> GIVEN TASK: How many lines of the listing below contain the string "opening"? Letter case counts, so report only the number.

**** LISTED ENTRIES ****

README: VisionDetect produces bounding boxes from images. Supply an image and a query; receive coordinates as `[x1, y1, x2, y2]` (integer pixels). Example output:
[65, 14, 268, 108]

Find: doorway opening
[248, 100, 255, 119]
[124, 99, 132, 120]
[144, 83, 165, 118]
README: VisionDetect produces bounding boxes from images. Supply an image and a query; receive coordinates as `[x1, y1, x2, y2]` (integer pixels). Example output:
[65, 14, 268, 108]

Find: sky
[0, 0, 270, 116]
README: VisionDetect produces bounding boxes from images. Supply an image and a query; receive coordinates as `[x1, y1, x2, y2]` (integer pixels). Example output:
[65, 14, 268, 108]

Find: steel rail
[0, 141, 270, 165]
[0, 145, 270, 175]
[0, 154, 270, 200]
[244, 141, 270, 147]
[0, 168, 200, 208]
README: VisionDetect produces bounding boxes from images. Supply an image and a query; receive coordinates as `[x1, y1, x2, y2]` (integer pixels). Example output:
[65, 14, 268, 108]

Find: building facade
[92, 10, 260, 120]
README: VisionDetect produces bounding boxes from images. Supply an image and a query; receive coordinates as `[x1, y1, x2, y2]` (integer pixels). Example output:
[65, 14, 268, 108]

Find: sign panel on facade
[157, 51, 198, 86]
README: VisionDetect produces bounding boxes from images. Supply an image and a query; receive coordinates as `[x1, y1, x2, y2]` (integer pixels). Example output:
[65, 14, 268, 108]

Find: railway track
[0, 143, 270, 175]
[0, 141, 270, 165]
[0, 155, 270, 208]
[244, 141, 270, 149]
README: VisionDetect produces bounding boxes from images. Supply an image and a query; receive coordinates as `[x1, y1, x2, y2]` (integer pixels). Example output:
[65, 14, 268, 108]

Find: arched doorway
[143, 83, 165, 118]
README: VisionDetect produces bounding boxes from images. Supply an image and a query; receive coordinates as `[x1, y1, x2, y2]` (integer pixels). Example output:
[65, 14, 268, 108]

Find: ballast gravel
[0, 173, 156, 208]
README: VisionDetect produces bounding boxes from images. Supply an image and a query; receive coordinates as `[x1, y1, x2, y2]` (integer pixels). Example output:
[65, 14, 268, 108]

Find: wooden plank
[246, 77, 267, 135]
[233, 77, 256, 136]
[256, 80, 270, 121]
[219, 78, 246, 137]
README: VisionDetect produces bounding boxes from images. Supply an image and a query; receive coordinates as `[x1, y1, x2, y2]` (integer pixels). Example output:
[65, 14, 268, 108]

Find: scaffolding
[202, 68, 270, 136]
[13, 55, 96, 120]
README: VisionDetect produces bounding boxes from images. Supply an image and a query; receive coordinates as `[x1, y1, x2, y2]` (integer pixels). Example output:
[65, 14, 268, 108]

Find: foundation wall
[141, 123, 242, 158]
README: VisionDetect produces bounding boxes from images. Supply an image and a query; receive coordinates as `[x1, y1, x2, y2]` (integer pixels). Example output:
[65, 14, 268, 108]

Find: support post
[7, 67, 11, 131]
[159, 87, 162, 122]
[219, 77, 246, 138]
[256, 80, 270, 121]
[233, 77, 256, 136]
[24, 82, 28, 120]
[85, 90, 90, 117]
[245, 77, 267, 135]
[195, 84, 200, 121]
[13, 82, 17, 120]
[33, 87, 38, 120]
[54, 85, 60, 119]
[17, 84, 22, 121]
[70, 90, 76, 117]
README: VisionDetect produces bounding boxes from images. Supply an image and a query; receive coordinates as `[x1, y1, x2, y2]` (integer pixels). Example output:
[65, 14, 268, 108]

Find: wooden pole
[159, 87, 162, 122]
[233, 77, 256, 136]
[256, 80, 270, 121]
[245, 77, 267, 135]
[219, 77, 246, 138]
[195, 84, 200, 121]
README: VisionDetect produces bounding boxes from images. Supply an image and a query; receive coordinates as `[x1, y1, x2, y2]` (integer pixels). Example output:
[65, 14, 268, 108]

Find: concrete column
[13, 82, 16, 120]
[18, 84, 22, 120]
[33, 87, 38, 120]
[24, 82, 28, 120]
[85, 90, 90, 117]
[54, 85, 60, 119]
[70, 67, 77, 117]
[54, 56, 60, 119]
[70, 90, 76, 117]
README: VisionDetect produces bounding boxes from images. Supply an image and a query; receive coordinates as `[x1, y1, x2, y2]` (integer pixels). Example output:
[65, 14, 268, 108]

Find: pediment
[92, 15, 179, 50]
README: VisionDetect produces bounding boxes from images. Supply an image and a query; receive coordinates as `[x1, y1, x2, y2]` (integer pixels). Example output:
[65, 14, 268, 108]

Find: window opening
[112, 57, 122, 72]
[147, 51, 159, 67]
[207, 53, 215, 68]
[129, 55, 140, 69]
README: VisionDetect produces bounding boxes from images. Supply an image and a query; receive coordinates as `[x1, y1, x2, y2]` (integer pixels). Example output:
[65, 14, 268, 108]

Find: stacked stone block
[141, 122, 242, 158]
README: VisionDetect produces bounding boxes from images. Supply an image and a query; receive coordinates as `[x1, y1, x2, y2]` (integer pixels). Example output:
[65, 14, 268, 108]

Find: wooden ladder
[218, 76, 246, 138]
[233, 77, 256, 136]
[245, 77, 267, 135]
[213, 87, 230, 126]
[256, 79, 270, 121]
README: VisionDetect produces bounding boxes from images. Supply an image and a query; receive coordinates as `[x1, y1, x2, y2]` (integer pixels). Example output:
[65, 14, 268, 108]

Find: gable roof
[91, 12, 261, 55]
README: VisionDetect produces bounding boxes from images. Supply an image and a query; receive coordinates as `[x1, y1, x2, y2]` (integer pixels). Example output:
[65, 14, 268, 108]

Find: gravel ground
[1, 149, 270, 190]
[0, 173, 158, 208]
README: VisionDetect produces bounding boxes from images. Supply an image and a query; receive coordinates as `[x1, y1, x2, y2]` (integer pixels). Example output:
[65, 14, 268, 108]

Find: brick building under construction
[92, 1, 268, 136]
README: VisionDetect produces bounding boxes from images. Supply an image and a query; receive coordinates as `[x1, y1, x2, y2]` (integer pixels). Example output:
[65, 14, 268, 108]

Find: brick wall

****

> ANSWER TO THE PROBLEM: 2